§ Directions
Pick out each line of the material that contains the word "stone" and copy those lines out in full.
────────────────────
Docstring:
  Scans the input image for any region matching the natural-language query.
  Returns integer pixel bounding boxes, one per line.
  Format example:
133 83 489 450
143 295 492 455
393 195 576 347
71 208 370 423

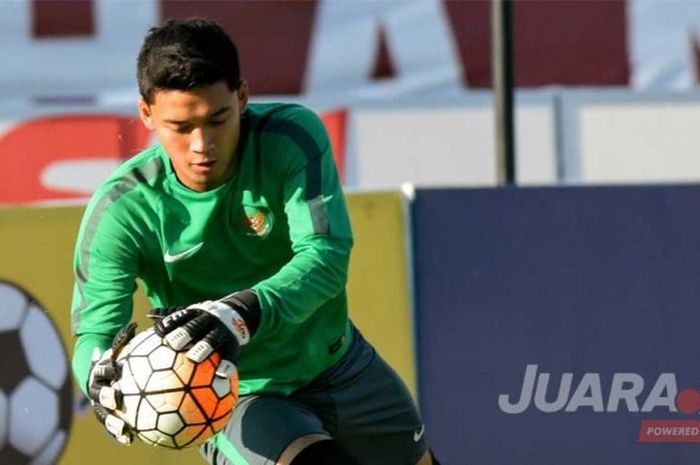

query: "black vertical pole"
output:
491 0 515 186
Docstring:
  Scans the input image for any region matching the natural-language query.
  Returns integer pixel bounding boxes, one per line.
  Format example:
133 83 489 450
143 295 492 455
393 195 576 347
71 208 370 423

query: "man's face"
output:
139 81 248 192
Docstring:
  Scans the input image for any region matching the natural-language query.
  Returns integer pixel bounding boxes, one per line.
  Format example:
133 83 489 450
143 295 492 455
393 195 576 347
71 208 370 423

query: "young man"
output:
72 19 433 465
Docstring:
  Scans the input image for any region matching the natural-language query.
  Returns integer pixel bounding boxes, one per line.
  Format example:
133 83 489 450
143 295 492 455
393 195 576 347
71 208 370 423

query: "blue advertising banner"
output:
413 186 700 465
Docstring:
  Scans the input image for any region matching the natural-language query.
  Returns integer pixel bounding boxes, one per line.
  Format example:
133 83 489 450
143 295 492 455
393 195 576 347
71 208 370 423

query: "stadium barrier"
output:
412 186 700 465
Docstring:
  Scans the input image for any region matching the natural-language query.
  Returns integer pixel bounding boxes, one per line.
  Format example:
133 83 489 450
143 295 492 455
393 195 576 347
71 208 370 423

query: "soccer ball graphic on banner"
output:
0 280 73 465
117 328 238 449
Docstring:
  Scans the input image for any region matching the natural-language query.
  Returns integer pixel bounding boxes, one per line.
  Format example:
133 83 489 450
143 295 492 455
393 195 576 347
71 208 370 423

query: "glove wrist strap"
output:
197 300 250 346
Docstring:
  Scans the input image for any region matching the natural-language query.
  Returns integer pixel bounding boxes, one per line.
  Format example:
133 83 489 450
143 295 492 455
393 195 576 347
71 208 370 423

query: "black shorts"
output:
201 324 426 465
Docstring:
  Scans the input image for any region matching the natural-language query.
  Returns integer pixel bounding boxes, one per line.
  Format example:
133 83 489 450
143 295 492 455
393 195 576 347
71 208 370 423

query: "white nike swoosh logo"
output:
163 242 204 263
413 425 425 442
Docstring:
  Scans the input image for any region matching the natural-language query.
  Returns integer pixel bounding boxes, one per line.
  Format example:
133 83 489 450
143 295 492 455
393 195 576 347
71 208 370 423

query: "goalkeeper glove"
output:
149 290 260 378
87 323 136 445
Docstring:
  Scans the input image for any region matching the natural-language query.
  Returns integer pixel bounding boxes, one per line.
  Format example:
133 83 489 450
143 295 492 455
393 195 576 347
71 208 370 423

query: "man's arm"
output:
71 195 138 394
253 109 352 332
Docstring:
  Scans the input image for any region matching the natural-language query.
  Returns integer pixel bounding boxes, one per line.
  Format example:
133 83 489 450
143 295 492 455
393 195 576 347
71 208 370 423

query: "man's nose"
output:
190 128 214 153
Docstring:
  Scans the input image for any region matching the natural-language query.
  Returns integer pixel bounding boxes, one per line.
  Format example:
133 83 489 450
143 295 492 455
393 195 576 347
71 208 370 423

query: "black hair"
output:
137 18 240 103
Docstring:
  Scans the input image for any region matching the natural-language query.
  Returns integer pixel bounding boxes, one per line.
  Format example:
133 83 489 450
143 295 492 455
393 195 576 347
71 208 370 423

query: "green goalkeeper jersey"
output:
72 104 352 395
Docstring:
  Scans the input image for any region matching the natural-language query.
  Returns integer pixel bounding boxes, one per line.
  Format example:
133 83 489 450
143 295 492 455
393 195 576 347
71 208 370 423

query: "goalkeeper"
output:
72 19 437 465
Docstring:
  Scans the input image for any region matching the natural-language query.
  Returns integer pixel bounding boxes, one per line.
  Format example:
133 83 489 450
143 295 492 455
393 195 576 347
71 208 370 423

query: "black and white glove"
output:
148 290 260 378
87 323 136 445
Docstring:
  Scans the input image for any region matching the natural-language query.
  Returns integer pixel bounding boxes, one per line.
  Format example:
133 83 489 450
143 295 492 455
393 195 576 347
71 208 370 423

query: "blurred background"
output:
0 0 700 465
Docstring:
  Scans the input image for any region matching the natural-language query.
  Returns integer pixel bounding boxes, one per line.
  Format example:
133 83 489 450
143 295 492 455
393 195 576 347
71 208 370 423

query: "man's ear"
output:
236 79 250 113
139 98 153 131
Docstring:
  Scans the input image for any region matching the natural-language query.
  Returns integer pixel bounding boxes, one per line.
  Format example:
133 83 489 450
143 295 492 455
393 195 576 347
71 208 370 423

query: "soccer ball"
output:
0 280 73 465
117 328 238 449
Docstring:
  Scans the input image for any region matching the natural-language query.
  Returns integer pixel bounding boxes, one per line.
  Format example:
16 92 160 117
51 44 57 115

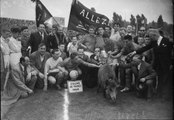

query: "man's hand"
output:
140 78 146 82
39 72 45 79
28 89 33 94
32 70 38 75
43 85 48 91
127 51 136 57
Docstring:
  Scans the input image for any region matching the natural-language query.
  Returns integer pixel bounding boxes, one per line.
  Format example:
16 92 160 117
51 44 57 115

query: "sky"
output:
0 0 173 27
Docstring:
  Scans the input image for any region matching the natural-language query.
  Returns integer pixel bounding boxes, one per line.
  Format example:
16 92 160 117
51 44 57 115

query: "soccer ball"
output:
69 70 78 80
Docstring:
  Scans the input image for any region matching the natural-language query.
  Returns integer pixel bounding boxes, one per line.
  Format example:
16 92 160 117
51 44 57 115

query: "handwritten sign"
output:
67 80 83 93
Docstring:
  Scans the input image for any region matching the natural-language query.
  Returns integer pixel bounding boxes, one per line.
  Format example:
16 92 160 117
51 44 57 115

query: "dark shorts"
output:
47 72 59 77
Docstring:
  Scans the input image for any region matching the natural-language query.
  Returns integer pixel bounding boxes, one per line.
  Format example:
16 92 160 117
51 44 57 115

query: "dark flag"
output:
68 0 109 33
36 0 53 27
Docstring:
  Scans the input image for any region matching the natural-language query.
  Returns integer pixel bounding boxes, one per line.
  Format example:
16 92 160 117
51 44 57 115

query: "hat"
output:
124 35 132 40
11 27 21 33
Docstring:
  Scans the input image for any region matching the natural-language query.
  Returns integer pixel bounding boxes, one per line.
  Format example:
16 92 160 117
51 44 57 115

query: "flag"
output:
68 0 109 33
36 0 53 27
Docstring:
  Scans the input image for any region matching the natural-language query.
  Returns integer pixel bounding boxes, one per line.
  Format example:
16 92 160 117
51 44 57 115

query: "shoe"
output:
120 87 129 92
63 83 68 89
56 85 62 90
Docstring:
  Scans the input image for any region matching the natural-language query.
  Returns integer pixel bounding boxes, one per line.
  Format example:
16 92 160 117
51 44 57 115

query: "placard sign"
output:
67 80 83 93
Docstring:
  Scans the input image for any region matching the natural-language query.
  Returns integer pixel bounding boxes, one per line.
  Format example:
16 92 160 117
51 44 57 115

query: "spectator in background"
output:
21 26 30 56
137 36 145 47
62 52 99 80
58 43 67 60
9 27 22 68
25 56 39 90
1 57 34 105
28 24 47 53
127 25 133 37
142 35 154 65
30 43 50 89
80 26 96 56
67 36 79 55
95 26 105 50
57 27 69 45
0 29 10 90
90 48 101 64
129 29 173 100
134 26 146 44
110 23 121 41
104 26 111 38
46 25 59 52
44 49 68 91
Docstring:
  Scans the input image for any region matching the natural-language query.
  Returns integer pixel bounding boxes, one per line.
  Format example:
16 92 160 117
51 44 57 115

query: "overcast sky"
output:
0 0 173 26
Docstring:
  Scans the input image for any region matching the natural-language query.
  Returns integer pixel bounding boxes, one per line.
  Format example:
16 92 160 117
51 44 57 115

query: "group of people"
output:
0 23 173 104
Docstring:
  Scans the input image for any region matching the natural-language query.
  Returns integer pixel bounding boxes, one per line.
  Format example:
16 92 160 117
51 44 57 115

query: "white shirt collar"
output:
137 63 141 70
157 36 163 45
20 63 24 71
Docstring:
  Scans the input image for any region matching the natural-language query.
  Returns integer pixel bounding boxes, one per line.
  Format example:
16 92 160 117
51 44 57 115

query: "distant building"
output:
53 17 65 27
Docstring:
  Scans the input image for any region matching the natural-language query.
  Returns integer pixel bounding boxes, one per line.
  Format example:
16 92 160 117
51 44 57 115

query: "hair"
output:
88 25 95 31
21 26 28 32
51 49 60 54
70 52 78 59
19 56 25 63
38 43 46 48
147 29 160 35
113 22 121 27
159 30 164 36
1 28 10 33
134 54 143 60
96 25 104 31
77 47 85 50
11 27 21 33
124 35 132 41
105 25 111 30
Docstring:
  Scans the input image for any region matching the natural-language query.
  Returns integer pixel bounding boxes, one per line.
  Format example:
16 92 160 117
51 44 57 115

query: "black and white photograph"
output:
0 0 174 120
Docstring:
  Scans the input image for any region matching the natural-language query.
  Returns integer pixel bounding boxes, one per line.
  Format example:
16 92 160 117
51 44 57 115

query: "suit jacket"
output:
136 37 172 72
28 31 47 53
132 61 156 84
30 51 51 73
11 63 29 92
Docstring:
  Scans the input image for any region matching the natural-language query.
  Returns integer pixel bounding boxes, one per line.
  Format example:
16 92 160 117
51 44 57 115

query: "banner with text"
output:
67 80 83 93
68 0 109 33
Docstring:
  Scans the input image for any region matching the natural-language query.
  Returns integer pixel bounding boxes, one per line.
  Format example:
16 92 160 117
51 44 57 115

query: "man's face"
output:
144 37 150 45
2 31 11 39
89 28 95 35
94 48 100 56
72 37 77 45
132 56 141 64
38 24 45 33
52 50 61 60
59 44 65 52
139 27 146 36
98 27 104 35
105 27 110 33
12 32 20 39
138 37 144 45
127 25 132 33
21 29 30 37
114 24 120 32
58 27 63 34
78 49 84 55
120 30 126 38
25 57 30 65
38 45 46 55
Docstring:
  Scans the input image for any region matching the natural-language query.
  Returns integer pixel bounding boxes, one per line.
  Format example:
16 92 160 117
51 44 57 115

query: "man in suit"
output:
132 55 156 100
28 24 47 53
129 29 173 99
1 57 33 105
30 43 50 89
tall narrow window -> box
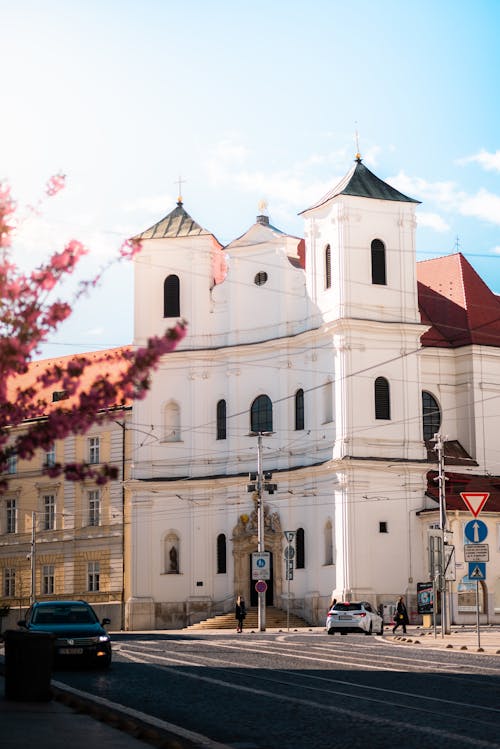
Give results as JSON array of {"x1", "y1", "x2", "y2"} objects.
[
  {"x1": 295, "y1": 528, "x2": 306, "y2": 570},
  {"x1": 422, "y1": 390, "x2": 441, "y2": 440},
  {"x1": 324, "y1": 520, "x2": 333, "y2": 565},
  {"x1": 87, "y1": 562, "x2": 101, "y2": 593},
  {"x1": 325, "y1": 244, "x2": 332, "y2": 289},
  {"x1": 322, "y1": 380, "x2": 333, "y2": 424},
  {"x1": 3, "y1": 567, "x2": 16, "y2": 598},
  {"x1": 371, "y1": 239, "x2": 387, "y2": 286},
  {"x1": 7, "y1": 453, "x2": 17, "y2": 475},
  {"x1": 163, "y1": 275, "x2": 181, "y2": 317},
  {"x1": 295, "y1": 388, "x2": 304, "y2": 432},
  {"x1": 217, "y1": 400, "x2": 226, "y2": 440},
  {"x1": 44, "y1": 445, "x2": 56, "y2": 466},
  {"x1": 165, "y1": 401, "x2": 181, "y2": 442},
  {"x1": 87, "y1": 489, "x2": 101, "y2": 526},
  {"x1": 250, "y1": 395, "x2": 273, "y2": 432},
  {"x1": 42, "y1": 494, "x2": 56, "y2": 531},
  {"x1": 217, "y1": 533, "x2": 227, "y2": 575},
  {"x1": 375, "y1": 377, "x2": 391, "y2": 419},
  {"x1": 5, "y1": 499, "x2": 17, "y2": 533},
  {"x1": 89, "y1": 437, "x2": 100, "y2": 463},
  {"x1": 42, "y1": 564, "x2": 54, "y2": 596}
]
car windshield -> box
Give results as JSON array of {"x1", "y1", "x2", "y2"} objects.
[
  {"x1": 333, "y1": 602, "x2": 363, "y2": 611},
  {"x1": 32, "y1": 606, "x2": 97, "y2": 624}
]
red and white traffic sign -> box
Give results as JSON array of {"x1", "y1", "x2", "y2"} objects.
[{"x1": 460, "y1": 492, "x2": 490, "y2": 518}]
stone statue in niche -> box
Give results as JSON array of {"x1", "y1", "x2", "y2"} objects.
[{"x1": 168, "y1": 546, "x2": 179, "y2": 573}]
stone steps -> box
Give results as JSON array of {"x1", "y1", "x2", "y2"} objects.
[{"x1": 185, "y1": 606, "x2": 309, "y2": 630}]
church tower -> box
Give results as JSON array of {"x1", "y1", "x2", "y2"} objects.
[
  {"x1": 134, "y1": 197, "x2": 224, "y2": 349},
  {"x1": 301, "y1": 154, "x2": 427, "y2": 459}
]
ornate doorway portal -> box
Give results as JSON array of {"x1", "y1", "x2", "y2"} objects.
────────────────────
§ Full response
stone statue in niche -> box
stone steps -> box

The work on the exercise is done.